(Rows from a box labeling dataset)

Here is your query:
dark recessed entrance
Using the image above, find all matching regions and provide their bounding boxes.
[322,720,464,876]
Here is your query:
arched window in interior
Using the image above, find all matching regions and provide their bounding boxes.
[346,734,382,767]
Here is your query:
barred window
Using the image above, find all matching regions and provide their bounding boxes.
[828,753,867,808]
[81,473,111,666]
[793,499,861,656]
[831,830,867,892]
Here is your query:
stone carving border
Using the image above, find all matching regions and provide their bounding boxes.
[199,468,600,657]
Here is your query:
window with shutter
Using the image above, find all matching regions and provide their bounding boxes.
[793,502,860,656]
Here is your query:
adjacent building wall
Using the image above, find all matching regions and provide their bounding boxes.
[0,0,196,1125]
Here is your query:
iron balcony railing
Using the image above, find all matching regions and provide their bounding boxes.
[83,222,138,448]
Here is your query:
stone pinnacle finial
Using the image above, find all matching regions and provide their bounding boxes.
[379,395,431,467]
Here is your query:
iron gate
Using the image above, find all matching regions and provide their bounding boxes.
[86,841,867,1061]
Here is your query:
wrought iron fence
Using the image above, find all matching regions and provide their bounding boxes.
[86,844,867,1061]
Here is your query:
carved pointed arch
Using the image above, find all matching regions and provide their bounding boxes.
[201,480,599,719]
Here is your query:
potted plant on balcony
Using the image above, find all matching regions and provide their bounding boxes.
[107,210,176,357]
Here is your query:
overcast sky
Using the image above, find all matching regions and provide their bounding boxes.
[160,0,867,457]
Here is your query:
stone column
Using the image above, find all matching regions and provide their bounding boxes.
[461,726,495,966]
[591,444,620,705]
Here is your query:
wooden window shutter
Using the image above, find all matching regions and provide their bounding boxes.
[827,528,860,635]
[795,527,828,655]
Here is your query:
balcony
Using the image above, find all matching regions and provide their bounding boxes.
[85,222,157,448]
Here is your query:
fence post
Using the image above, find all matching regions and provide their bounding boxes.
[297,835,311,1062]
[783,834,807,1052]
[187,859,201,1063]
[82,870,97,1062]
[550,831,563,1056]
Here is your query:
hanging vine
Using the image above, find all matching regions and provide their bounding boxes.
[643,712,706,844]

◆ Problem to solve: Please copy the rows above word for word, from the very first line through the line containing "[346,734,382,767]", with both of those lines included.

◆ The output:
Here is your query:
dark recessed entrance
Using the image above, find all matching regions and provide their bounding boxes.
[322,720,464,876]
Here is your query:
arched window in interior
Using the image above, find all matching regions and provide their bounding boxes.
[346,734,382,767]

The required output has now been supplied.